_Extract provided_
[转] digitalmars.D上的一个建议。

来源:互联网 时间:1970-01-01

标题:Proposal: Operator overloading without temporaries
作者:Don Clugston

正文:
Background: Operator overloading, in the form it exists in C++ and
currently in D, inherently results in sub-optimal code, because it
always results in unnecessary temporary objects being created.

For example,
X = A - ((B*C) + D)* E;

becomes:
T1 = B * C;
T2 = T1 + D;
T3 = T2 * E;
T4 = A - T3;
X = T4;
Four objects were created, whereas only one was strictly required.
In C++, there are libraries like Blitz++ which use complicated
expression templates in order to avoid these creating these temporaries,
and provide performance comparable with FORTRAN. I think D can do much
better...
Note that temporaries are avoided when using the opXXXAssign() operators
like +=.

===========
Proposal
===========
(1) Allow the compiler to assume that b = b + c can be replaced with b
+= c. (In C++, operator + and operator += are just symbols, the compiler
doesn't know that there is any relationship between them).
In the example above, this would allow the compiler to generate:
T1 = B * C;
T1 += D;
T1 *= E;

and we have eliminated two of the three temporaries.
(2). Fill in the gaps in the operator overloading table by introducing
opAddAssign_r, opSubAssign_r, etc.

Just as A.opSubAssign(B)
is the operation A -= B or equivalently A = A - B, similarly

A.opSubAssign_r(B)
would mean
A = B - A.

_Information given_
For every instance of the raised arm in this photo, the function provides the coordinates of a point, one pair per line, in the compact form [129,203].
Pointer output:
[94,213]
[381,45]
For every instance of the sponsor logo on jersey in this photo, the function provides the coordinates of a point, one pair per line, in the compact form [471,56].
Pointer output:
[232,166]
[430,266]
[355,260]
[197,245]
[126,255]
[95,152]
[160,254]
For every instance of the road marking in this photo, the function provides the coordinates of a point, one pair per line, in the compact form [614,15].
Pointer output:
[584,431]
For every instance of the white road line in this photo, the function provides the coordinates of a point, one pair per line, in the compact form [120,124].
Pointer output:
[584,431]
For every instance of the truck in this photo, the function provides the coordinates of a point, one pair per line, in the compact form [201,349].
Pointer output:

---

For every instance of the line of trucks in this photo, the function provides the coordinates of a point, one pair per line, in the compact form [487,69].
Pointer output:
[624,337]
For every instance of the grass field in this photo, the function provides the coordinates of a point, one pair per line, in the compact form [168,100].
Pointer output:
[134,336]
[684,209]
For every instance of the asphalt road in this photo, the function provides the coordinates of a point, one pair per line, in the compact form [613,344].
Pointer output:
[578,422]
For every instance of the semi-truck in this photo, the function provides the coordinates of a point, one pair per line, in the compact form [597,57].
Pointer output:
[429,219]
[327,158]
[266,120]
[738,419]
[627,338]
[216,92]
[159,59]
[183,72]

_Written request_
Quote the operator overloading proposal word for word from "标题:Proposal: Operator overloading" to "objects being created.". Draw only on the operator overloading proposal.

_Result_
标题:Proposal: Operator overloading without temporaries
作者:Don Clugston

正文:
Background: Operator overloading, in the form it exists in C++ and
currently in D, inherently results in sub-optimal code, because it
always results in unnecessary temporary objects being created.